• Given problem: Reproduce each of the rows below verbatim, keeping every line in its original order.
:::
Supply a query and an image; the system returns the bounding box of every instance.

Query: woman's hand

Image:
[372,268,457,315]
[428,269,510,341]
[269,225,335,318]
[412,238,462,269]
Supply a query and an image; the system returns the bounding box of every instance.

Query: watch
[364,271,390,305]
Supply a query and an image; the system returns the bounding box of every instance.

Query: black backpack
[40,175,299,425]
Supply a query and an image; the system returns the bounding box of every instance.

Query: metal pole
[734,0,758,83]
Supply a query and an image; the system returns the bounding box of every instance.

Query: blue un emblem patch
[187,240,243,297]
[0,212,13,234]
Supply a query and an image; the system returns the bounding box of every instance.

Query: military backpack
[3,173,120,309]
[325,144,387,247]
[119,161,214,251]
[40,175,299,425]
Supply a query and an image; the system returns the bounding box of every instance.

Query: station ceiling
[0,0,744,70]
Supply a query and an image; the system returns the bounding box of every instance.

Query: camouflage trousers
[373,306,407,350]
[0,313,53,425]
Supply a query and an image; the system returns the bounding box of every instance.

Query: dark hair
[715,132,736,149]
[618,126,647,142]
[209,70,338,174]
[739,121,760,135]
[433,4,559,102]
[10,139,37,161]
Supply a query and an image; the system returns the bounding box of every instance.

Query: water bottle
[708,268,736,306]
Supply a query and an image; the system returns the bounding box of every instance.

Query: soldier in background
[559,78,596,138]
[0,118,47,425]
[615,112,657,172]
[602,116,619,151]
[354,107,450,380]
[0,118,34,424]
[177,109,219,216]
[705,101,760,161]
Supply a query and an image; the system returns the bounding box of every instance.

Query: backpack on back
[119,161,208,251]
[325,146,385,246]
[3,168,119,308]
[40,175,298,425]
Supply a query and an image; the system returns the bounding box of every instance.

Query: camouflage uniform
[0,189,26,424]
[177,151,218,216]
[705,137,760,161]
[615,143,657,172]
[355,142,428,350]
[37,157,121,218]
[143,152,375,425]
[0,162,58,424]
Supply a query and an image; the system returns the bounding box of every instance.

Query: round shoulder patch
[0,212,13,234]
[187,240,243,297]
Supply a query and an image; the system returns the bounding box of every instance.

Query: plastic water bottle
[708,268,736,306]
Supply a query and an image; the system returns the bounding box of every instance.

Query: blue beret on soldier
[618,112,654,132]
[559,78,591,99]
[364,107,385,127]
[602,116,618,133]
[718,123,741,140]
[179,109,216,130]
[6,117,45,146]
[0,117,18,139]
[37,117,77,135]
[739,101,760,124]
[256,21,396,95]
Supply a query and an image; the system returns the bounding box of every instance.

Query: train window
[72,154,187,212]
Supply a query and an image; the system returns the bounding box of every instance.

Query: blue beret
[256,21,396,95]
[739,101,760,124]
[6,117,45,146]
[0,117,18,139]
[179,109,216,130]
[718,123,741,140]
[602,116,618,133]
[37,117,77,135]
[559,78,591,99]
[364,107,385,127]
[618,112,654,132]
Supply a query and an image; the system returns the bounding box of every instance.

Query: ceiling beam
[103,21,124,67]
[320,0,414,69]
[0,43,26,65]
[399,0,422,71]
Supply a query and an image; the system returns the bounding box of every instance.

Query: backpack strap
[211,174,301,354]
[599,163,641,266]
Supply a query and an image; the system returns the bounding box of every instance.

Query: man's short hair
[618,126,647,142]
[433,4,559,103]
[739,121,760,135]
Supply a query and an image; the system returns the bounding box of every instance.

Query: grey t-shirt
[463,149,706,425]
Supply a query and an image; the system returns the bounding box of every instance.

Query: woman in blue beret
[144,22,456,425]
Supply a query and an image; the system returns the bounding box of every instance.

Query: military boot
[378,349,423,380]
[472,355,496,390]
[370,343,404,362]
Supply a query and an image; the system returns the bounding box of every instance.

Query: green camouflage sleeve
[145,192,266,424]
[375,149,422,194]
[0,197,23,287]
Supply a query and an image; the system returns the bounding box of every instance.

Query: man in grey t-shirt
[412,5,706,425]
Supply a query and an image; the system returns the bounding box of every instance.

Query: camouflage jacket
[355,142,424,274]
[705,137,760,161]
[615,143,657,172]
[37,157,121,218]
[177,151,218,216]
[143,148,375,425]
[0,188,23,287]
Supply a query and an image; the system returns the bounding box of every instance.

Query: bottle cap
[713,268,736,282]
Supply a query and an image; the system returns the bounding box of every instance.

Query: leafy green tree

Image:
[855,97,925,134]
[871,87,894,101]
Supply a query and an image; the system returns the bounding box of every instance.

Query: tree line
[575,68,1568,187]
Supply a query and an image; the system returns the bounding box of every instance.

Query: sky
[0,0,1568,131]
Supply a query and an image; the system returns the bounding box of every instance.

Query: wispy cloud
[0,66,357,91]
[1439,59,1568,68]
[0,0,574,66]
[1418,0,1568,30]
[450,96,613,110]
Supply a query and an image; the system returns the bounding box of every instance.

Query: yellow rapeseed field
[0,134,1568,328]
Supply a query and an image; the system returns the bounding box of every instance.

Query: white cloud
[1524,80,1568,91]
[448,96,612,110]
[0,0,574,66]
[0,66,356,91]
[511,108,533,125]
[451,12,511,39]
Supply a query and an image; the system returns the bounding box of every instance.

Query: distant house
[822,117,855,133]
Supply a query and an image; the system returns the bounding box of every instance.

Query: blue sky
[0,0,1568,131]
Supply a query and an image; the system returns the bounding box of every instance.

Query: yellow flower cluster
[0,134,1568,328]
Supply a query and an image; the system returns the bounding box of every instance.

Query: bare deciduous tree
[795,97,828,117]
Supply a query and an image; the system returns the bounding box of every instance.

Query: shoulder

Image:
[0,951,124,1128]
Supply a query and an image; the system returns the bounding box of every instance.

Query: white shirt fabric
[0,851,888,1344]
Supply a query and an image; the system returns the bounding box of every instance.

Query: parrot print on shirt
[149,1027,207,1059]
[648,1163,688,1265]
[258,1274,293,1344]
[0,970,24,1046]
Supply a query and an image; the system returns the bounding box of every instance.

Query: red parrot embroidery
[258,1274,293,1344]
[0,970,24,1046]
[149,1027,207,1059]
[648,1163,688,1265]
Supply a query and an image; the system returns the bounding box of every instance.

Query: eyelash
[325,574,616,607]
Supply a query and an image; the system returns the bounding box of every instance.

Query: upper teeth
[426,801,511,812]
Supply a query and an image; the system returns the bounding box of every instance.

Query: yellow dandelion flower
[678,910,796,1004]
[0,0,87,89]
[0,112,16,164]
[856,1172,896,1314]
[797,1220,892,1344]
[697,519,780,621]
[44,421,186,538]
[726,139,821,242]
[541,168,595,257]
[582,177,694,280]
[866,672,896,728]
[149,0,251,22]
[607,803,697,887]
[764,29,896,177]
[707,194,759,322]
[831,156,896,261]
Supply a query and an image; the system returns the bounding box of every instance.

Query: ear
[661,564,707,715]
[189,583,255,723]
:::
• The response:
Supply a query and an image; the system returns the bounding box of every instance.

Query: woman's hand

Image:
[372,268,457,315]
[428,269,510,341]
[269,225,335,318]
[412,238,462,269]
Supply a query and an image; the system returns the bounding box of every instance.

Query: watch
[364,271,390,305]
Supply a query and an image; the system returns the bounding box of every instance.

Query: black backpack
[40,175,299,425]
Supply a query and an image; the system returns the bounding box of every instance.

Query: metal pole
[734,0,758,83]
Supply a query and an image; the system returns the bounding box of every instance.

Query: blue un emblem patch
[187,240,243,297]
[0,212,13,234]
Supply a query and an image; the system returns the bounding box of every instance.

Query: military backpack
[3,173,120,309]
[325,144,387,247]
[119,161,214,251]
[40,175,299,425]
Supply a query and an image; the system returns the bounding box of every instance.

Query: station ceiling
[0,0,744,70]
Supply a query and an image; the system returns the bounding box of every instance.

Query: camouflage trousers
[373,306,407,350]
[0,313,53,425]
Supply a query and an image; the system returns the bounding box of every instance.

Query: dark hair
[715,132,736,149]
[618,126,647,142]
[209,70,338,174]
[739,121,760,135]
[433,4,559,102]
[10,139,37,161]
Supply a query and an image; the system returns the bounding box of every instance.

Query: water bottle
[708,268,736,306]
Supply a query and an image; the system returns the bounding box of every instance.

Query: soldier in background
[559,78,596,138]
[0,118,47,425]
[615,112,657,172]
[602,116,619,151]
[354,107,450,380]
[0,118,34,424]
[177,109,219,216]
[705,101,760,161]
Supply a query and an image; the system returns the bounding box of every instance.

Query: backpack on back
[119,161,208,251]
[325,146,385,246]
[3,168,119,308]
[40,175,298,425]
Supply a query and an image; the system returns the bounding box of every instance.

Query: camouflage uniform
[0,189,26,424]
[177,151,218,216]
[705,137,760,161]
[615,143,657,172]
[355,142,428,350]
[37,157,121,218]
[143,152,375,425]
[0,162,58,424]
Supply a query and an image; the system returns the bounding box of every instance.

Query: round shoulder patch
[0,212,13,234]
[187,240,243,297]
Supply a query and an image; the system returns the bounding box of every instance.

Query: plastic water bottle
[708,268,736,306]
Supply a query and an image; the system returns the bounding box of every instance.

Query: blue beret on soldier
[618,112,654,132]
[559,78,591,99]
[364,107,385,127]
[602,116,618,133]
[718,123,741,140]
[179,109,216,130]
[6,117,45,146]
[0,117,18,139]
[37,117,77,135]
[739,101,760,124]
[256,21,396,95]
Supply a query and an image; the system returns the bounding box of every instance.

Query: train window
[72,154,187,212]
Supply a query and an image; the system returns the bounding box of every instance.

Query: blue beret
[256,21,396,95]
[739,101,760,124]
[6,117,45,146]
[0,117,18,139]
[179,109,216,130]
[718,123,741,140]
[602,116,618,133]
[37,117,77,135]
[559,78,591,99]
[364,107,385,127]
[618,112,654,132]
Supply a query and an image; the system returns the bounding box of every instance.

Query: ceiling beam
[103,21,124,67]
[320,0,414,69]
[0,43,26,65]
[399,0,422,71]
Supply a query and an image; the system returns the bounding box of every instance.

Query: backpack strap
[211,174,301,354]
[599,163,641,266]
Supply a query and an image; the system returns the bounding box of every instance.

Query: man's short hair
[618,126,647,142]
[433,4,559,103]
[739,121,760,135]
Supply a query and an image; the system returns the bounding box of every instance.

Query: grey t-shirt
[463,149,706,425]
Supply a query and an image; the system returns the bounding box of every instance.

Query: woman in blue beret
[144,22,456,425]
Supply a query and an image; the system returns the bounding box of every instance.

Query: military boot
[378,349,423,380]
[472,355,496,390]
[370,343,404,362]
Supply a query and an image; the system returns the bounding box of every instance.

Query: green camouflage sleeve
[145,192,266,424]
[375,149,422,194]
[0,197,23,287]
Supply a query and an image; the system returns the bounding box of every instance.

Query: man in grey t-shirt
[412,5,706,425]
Supply a query and an image; the system returns the bounding box of every instance.

Query: camouflage jacket
[355,142,424,274]
[705,137,760,161]
[615,143,657,172]
[37,157,121,218]
[177,151,218,216]
[143,148,375,425]
[0,188,23,287]
Supply a query and an image; the system returns the bounding box of every instance.

Query: bottle cap
[713,268,736,282]
Supply a query and an image; the system returns the bounding box of every instance.

Query: leafy green tree

Image:
[855,97,925,134]
[871,87,894,101]
Supply a query and an image; the system returns the bounding box of every instance.

Query: tree line
[575,68,1568,187]
Supply a query and an image; the system returns the bounding box of every instance.

Query: sky
[0,0,1568,131]
Supply a query and an image; the system returns the bounding box of every instance.

Query: wispy cloud
[0,66,357,91]
[1439,59,1568,68]
[0,0,574,66]
[1418,0,1568,30]
[450,96,613,110]
Supply a query and an image; the system returns the bounding box of every instance.

Query: yellow rapeseed field
[0,134,1568,328]
Supply a query and an image; the system returns the bounding box of every instance.

Query: white cloud
[1524,80,1568,91]
[448,96,612,110]
[0,0,574,66]
[0,66,356,91]
[511,108,533,125]
[451,12,511,39]
Supply a query and an image; the system returns the bounding box of every instance.

Query: distant house
[822,117,855,133]
Supply a query and an image; the system returns the bounding box of every instance.

Query: blue sky
[0,0,1568,131]
Supply a query and an image; the system returns the bounding box of every instance.

Query: yellow flower cluster
[0,134,1568,328]
Supply a query and an image; the system returns the bounding box of every instance.

Query: bare deciduous tree
[795,97,828,117]
Supply a query and an image; the system returns the bounding box of every instance.

Query: shoulder

Image:
[0,951,124,1128]
Supply a query and an image; the system returns the bounding box of every instance.

Query: white shirt fabric
[0,851,888,1344]
Supply a query and an image; the system returns the bounding box of every instance.

Query: parrot print on shirt
[149,1027,207,1059]
[648,1163,688,1265]
[258,1274,293,1344]
[0,970,24,1046]
Supply a query and an image; the system returns the bounding box of every instance.

Query: red parrot embroidery
[258,1274,293,1344]
[0,970,24,1046]
[149,1027,207,1059]
[648,1163,688,1265]
Supply a query and an image; the system returns the bounding box of every instance.

Query: eyelash
[325,574,616,607]
Supply a query and an image; the system returns the bounding box of every instance.

Query: upper teeth
[426,801,511,812]
Supply a query and an image; the system returns the bounding box of every instance.

Query: yellow dandelion flower
[678,910,796,1004]
[0,0,87,89]
[0,112,16,164]
[856,1172,896,1314]
[797,1220,892,1344]
[697,519,780,621]
[44,421,186,538]
[726,139,821,242]
[541,168,595,257]
[582,177,694,280]
[866,672,896,728]
[149,0,251,22]
[607,803,697,887]
[764,29,896,177]
[707,194,759,322]
[831,156,896,261]
Supply a query and an image; the system returns the bounding box of every instance.

Query: ear
[661,564,707,715]
[189,583,255,723]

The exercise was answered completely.